EXERCISE 1. In the commentary on the Nasdaq's November decline, render the following sentence in Spanish: "This happened even as other sectors, notably healthcare, saw significant gains and led the market."
EXERCISE 2. Resume the commentary on the Nasdaq's November decline and AI investment, picking up immediately after its final sentence.

* BEGIN DOCUMENT EXTRACT *

The Nasdaq’s November Headwinds


The primary reason the Nasdaq Composite finished November down by about 1.5%, while the S&P 500 avoided a loss, was the technology sector’s severe underperformance, shedding approximately 4.4% for the month. This happened even as other sectors, notably healthcare, saw significant gains and led the market. When I look at these numbers, it immediately suggests that the issue was localized, specifically targeting the highly valued growth and technology stocks that disproportionately influence the Nasdaq.


I noticed that defensive sectors, which are generally less sensitive to economic cycles, were actually outperforming, indicating a shift away from high-beta, or highly volatile, growth segments. This flight to stability, paired with robust earnings from major AI players like NVIDIA failing to completely allay fears, suggested to me that investor focus was moving from pure growth enthusiasm to tangible financial outcomes. The market appeared to be hitting a soft ceiling of skepticism, even amidst continued good news, because the valuations were simply too high to ignore.


This profit-taking moment for the Nasdaq effectively halted its seven-month winning streak, marking a behavioral check for a market that had relied heavily on a small group of highly capitalized stocks for the majority of its gains throughout 2025. It illustrates how quickly sentiment can turn when the marginal return on optimism starts to diminish, regardless of the underlying technological shift.


The Murky Economics of AI Investment


The core of the issue stems from a rising skepticism regarding the near-term profitability of the colossal investments being poured into AI infrastructure. Companies across the board are rapidly increasing their AI spending, with surveys indicating that the majority of organizations plan to raise their capital expenditures even further. However, the connection between this massive outlay and a commensurate increase in enterprise-level operating income is still largely tenuous.


When I talk about real-life money movement, it becomes clear that many of the benefits of AI are initially intangible, manifesting as improved customer engagement, better vendor relationships, or enhanced employee satisfaction, which are notoriously difficult to monetize immediately. Furthermore, many organizations are rushing into AI applications before addressing core data quality or infrastructure gaps, which often delays achieving measurable results and forces costly rework.


I see this creating a problematic cycle: companies must invest enormous sums in data centers and hardware to remain competitive, yet the true return on this investment is often delayed, indirect, or currently tied up in broader, complicated digital transformation projects. This gap between expenditure and realized profit leads savvy investors to pause and ask whether current high valuations are justified by the pace of actual, monetizable business transformation.

* END DOCUMENT EXTRACT *
* BEGIN SUPPLIED DATA *

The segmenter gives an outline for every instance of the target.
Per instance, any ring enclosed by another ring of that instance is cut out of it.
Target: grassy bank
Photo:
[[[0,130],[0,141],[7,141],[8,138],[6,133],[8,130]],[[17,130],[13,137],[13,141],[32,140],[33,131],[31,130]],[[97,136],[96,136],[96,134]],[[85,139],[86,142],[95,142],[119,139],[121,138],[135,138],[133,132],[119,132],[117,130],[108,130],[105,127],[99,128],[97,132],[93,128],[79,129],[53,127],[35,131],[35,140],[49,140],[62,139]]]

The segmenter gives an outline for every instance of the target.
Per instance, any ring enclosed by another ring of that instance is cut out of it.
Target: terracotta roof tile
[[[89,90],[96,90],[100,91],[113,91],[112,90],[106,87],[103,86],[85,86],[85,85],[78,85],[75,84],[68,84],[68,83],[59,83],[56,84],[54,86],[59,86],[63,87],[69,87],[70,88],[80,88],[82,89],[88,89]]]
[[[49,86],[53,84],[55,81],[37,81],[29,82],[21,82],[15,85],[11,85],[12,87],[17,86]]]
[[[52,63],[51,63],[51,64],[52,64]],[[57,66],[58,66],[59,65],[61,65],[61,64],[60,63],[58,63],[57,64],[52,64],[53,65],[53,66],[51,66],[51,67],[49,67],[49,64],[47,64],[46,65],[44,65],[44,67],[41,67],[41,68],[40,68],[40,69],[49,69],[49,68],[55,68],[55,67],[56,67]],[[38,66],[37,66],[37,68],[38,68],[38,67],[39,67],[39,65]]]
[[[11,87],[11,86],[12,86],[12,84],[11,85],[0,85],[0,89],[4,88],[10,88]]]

* END SUPPLIED DATA *

TASK RESULT 1. Esto ocurrió incluso cuando otros sectores, en particular el de la salud, registraron ganancias significativas y lideraron el mercado.

TASK RESULT 2.
Analyzing Technical Valuation Versus Earnings


The technology sector’s high valuations are what made it particularly vulnerable in November. We have seen analyses suggesting that some AI-exposed companies’ valuations have reached levels not seen since the dot-com era, with the US market trading at significantly stretched multiples of forward earnings compared to other global markets. This disparity signals that a substantial portion of the current stock price is tied to future expectations rather than present-day performance.


It becomes much clearer when I look at the numbers and realize how concentrated the market gains have been. A very small number of major technology firms have accounted for an overwhelming percentage of the S&P 500's year-to-date returns and capital spending growth. This kind of concentration suggests that even a minor rotation out of these names can have a disproportionately large impact on an index like the Nasdaq, which is heavily weighted toward them.


The problem, as I see it, is the widening gap between the market capitalization of the tech sector and its share of net income. Valuations for some privately held AI companies are reportedly based largely on revenue projections rather than established profit margins, and this optimism inevitably leaks into the public market perception. When the cost of capital, such as the ten-year Treasury yield, remains elevated, the market starts to apply a harsher discount rate to these highly optimistic, distant future earnings, leading directly to stock price weakness.


The Artificial Intelligence Valuation Hype Cycle


It is important to understand that virtually every significant technological frontier has been accompanied by a speculative bubble, and AI appears to be no different. While I recognize that AI is genuinely transformative—this is clearly different from the internet companies of the late 1990s that often had no revenue—the current pace of investment and valuation reflects an element of speculative 'hype.'


We are seeing vast sums of debt being raised by big tech to fund the AI infrastructure buildout, a record amount this year. This increasing reliance on borrowing to fill a massive funding gap for data centers and hardware adds a layer of systemic risk. The market is not simply questioning if AI will pay off eventually, but rather, which specific companies will be the long-term winners, and at what cost.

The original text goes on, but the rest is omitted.